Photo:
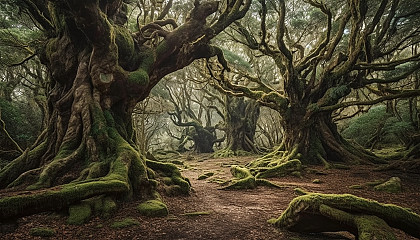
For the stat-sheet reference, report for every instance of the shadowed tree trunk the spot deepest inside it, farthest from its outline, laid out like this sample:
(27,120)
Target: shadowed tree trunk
(348,54)
(99,72)
(241,122)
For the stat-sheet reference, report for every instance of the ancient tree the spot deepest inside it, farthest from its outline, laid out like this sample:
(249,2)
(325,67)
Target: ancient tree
(99,70)
(193,111)
(323,51)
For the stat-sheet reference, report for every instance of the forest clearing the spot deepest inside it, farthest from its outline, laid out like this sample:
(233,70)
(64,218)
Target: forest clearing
(204,119)
(211,213)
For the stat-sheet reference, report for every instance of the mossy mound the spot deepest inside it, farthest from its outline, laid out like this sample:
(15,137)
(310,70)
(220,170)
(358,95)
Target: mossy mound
(282,169)
(194,214)
(42,232)
(127,222)
(153,208)
(205,176)
(79,214)
(169,174)
(393,185)
(227,153)
(366,219)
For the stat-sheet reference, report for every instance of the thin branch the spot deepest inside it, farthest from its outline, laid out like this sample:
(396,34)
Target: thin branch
(403,94)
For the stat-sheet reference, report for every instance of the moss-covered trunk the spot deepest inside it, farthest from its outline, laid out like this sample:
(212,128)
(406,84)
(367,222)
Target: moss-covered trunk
(99,72)
(316,140)
(87,149)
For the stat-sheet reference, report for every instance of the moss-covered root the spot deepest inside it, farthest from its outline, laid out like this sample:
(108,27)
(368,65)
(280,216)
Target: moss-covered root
(153,208)
(227,152)
(171,177)
(280,170)
(316,212)
(244,179)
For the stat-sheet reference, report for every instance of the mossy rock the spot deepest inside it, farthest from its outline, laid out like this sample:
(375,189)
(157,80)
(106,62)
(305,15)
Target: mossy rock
(127,222)
(335,212)
(393,185)
(205,176)
(79,214)
(42,232)
(153,208)
(194,214)
(317,181)
(357,186)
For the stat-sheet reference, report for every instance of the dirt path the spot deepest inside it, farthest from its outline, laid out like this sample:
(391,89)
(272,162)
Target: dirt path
(226,214)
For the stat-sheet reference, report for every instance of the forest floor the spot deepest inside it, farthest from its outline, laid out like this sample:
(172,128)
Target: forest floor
(227,215)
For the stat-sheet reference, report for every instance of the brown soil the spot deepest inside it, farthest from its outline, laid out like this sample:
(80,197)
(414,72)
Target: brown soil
(230,214)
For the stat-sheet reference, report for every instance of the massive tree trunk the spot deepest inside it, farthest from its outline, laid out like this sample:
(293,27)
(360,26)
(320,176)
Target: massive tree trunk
(316,140)
(99,72)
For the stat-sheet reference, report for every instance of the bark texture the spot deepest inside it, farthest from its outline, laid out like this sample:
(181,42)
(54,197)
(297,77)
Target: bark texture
(99,72)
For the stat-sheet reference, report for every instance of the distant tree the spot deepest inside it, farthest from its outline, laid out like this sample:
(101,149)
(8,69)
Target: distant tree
(323,51)
(193,111)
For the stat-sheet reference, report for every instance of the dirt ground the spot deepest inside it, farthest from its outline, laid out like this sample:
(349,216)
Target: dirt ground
(228,214)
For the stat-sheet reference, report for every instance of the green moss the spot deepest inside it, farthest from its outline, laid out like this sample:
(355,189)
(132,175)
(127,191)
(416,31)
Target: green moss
(167,180)
(162,48)
(205,176)
(79,214)
(345,208)
(183,184)
(127,222)
(265,182)
(139,77)
(340,166)
(42,232)
(240,172)
(357,186)
(317,181)
(108,207)
(153,208)
(124,42)
(373,227)
(194,214)
(281,170)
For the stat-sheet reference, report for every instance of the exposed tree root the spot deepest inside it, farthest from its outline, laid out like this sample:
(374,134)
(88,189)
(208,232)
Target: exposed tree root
(245,180)
(364,218)
(169,175)
(228,152)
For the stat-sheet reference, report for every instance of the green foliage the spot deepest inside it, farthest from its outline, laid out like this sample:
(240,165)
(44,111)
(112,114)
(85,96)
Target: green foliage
(235,59)
(22,122)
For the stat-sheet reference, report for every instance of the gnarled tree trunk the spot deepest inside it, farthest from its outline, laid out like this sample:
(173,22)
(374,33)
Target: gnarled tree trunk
(99,72)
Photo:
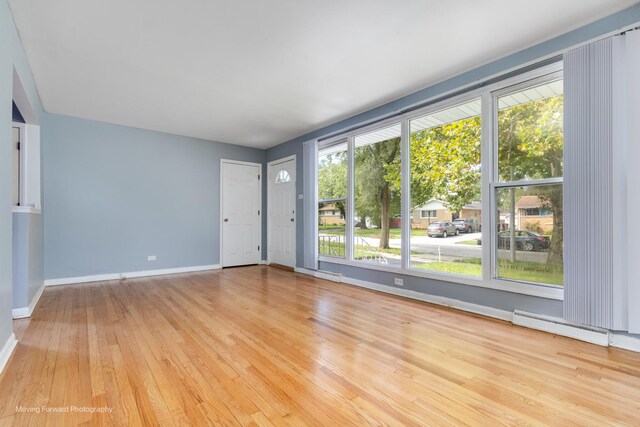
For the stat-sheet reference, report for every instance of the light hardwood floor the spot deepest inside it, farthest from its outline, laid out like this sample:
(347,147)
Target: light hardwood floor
(260,345)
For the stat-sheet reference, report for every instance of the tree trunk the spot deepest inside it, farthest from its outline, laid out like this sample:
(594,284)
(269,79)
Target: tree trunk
(385,204)
(555,249)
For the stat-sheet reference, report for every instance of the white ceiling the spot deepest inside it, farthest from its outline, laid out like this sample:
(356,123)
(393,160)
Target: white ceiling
(258,72)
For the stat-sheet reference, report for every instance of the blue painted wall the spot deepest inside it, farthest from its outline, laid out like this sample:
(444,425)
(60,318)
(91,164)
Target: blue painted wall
(28,264)
(12,57)
(114,195)
(497,299)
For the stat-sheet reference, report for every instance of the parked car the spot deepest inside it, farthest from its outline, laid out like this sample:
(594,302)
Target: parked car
(442,229)
(525,240)
(466,225)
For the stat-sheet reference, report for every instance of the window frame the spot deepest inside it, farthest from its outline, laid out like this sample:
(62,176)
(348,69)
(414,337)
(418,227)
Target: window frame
(338,140)
(495,182)
(489,184)
(29,175)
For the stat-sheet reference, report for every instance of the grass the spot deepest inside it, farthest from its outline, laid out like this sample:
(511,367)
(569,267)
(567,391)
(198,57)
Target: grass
(359,250)
(374,233)
(519,270)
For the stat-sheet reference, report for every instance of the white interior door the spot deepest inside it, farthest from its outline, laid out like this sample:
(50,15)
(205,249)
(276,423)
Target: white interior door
(282,212)
(241,204)
(16,166)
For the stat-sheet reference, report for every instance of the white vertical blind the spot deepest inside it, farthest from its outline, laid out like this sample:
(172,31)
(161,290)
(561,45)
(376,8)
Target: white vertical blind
(588,204)
(627,67)
(601,174)
(310,165)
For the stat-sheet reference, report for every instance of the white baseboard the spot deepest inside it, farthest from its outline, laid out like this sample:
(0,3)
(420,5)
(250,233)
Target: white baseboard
(304,271)
(327,275)
(129,275)
(624,341)
(7,350)
(558,326)
(22,312)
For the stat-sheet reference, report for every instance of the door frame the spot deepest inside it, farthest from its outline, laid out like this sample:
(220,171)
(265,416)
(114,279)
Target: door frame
(270,166)
(221,210)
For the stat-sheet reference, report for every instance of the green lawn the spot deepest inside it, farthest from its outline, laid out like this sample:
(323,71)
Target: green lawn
(518,270)
(394,233)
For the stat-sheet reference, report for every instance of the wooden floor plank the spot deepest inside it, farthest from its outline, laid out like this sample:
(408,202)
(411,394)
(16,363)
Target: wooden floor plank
(265,346)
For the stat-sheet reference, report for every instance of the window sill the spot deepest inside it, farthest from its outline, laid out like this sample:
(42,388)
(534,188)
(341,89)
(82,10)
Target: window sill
(541,291)
(26,209)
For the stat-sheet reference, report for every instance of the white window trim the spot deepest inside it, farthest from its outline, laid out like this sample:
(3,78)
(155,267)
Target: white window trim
(30,197)
(489,151)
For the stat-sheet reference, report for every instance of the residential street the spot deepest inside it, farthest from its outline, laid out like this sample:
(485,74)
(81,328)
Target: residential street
(451,248)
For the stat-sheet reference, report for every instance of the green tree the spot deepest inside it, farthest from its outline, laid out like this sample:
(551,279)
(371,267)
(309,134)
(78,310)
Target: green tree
(332,179)
(445,164)
(530,146)
(377,193)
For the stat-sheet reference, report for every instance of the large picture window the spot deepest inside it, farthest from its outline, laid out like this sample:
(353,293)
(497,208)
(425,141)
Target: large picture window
(467,190)
(332,196)
(377,236)
(528,239)
(445,180)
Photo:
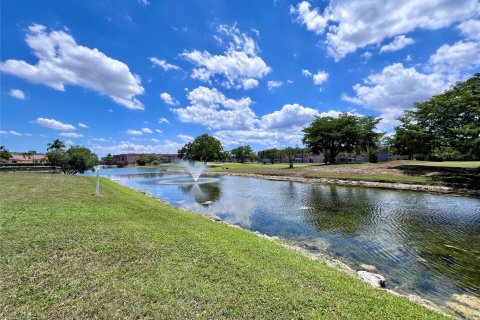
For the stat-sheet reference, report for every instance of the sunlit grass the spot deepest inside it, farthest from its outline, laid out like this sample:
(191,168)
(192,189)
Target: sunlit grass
(68,254)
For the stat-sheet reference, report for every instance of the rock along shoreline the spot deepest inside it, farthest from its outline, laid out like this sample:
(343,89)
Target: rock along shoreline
(357,183)
(318,256)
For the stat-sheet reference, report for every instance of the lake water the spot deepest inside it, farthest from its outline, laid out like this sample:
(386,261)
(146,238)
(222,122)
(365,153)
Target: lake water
(424,244)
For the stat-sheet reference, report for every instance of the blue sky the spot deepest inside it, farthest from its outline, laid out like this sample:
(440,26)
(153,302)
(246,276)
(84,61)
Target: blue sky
(148,76)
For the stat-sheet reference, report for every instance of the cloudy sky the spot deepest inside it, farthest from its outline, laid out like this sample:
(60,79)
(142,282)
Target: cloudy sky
(147,75)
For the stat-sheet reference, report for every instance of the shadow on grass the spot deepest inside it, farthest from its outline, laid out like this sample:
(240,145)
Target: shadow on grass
(453,177)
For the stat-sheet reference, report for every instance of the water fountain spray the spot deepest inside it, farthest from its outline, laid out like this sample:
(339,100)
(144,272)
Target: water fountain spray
(195,169)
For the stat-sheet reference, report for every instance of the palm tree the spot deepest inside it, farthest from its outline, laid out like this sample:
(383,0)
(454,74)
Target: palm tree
(56,145)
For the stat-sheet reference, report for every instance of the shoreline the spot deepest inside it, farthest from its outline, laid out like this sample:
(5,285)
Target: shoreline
(357,183)
(318,256)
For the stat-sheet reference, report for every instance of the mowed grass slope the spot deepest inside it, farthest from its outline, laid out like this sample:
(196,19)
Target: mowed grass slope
(66,253)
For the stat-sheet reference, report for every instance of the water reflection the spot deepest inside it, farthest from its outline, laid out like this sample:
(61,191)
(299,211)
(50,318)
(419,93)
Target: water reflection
(204,194)
(426,244)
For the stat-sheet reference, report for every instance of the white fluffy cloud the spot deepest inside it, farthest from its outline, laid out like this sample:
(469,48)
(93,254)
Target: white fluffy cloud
(164,64)
(398,43)
(234,122)
(167,146)
(209,107)
(168,99)
(349,25)
(71,135)
(134,132)
(306,73)
(11,132)
(394,89)
(312,19)
(17,94)
(185,137)
(453,60)
(320,77)
(239,66)
(470,29)
(54,124)
(61,62)
(272,84)
(290,116)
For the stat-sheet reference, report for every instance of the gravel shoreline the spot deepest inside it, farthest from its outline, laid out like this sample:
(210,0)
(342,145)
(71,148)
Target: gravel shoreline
(357,183)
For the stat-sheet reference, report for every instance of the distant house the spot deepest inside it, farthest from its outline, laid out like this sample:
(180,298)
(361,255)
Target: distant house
(131,158)
(383,155)
(303,156)
(26,157)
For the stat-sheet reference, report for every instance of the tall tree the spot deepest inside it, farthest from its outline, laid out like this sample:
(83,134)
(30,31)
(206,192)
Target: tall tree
(445,127)
(5,155)
(346,133)
(270,154)
(108,159)
(290,153)
(203,148)
(56,145)
(243,153)
(78,160)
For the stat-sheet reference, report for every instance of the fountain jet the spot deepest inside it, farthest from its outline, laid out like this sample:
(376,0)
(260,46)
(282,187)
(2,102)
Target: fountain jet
(195,169)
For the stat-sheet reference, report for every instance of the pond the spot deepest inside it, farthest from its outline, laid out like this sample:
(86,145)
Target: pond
(424,244)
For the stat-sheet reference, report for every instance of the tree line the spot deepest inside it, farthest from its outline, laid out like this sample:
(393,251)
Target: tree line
(445,127)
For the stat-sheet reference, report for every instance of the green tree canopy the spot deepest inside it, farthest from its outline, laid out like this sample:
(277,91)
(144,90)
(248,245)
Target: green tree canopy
(243,153)
(290,153)
(346,133)
(270,154)
(203,148)
(5,155)
(445,127)
(78,160)
(56,145)
(108,159)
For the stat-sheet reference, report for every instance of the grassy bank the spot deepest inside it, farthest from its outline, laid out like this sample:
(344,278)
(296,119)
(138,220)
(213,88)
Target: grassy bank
(455,174)
(66,253)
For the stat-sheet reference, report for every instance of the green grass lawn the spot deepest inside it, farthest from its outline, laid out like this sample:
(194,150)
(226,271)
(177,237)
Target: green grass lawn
(66,253)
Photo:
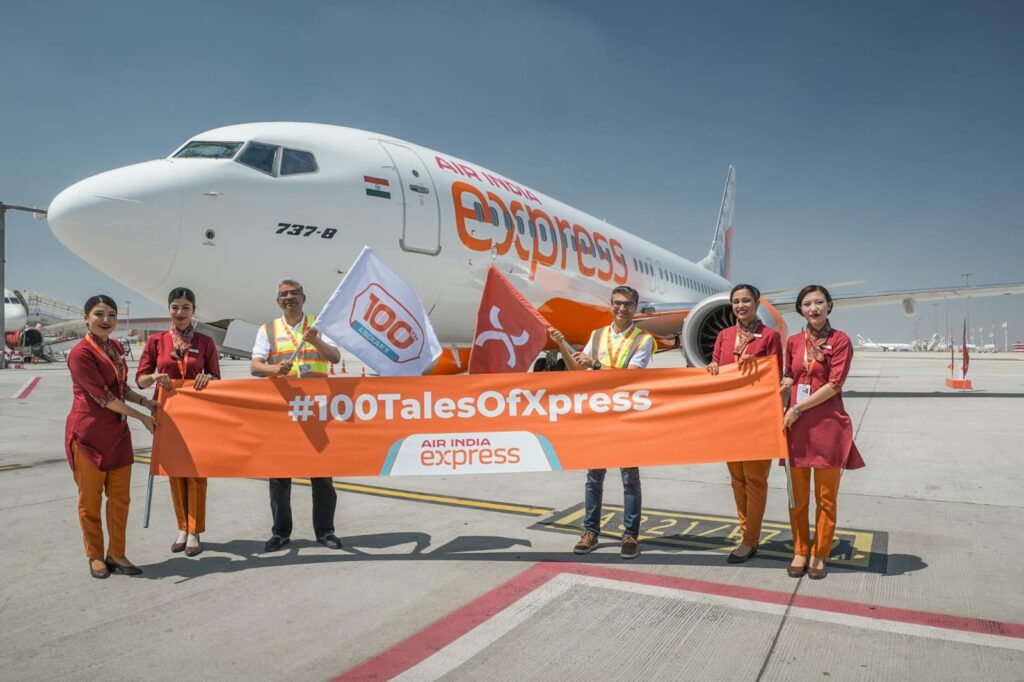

****************

Please locate every line in the rows above that contains the word "light", and copy each of those lines in full. Case counts.

For the stat-sheet reference, report for every instance of the light hardwood floor the spot deepest inside it, farthest from its outline, laid out like this sample:
Target: light hardwood floor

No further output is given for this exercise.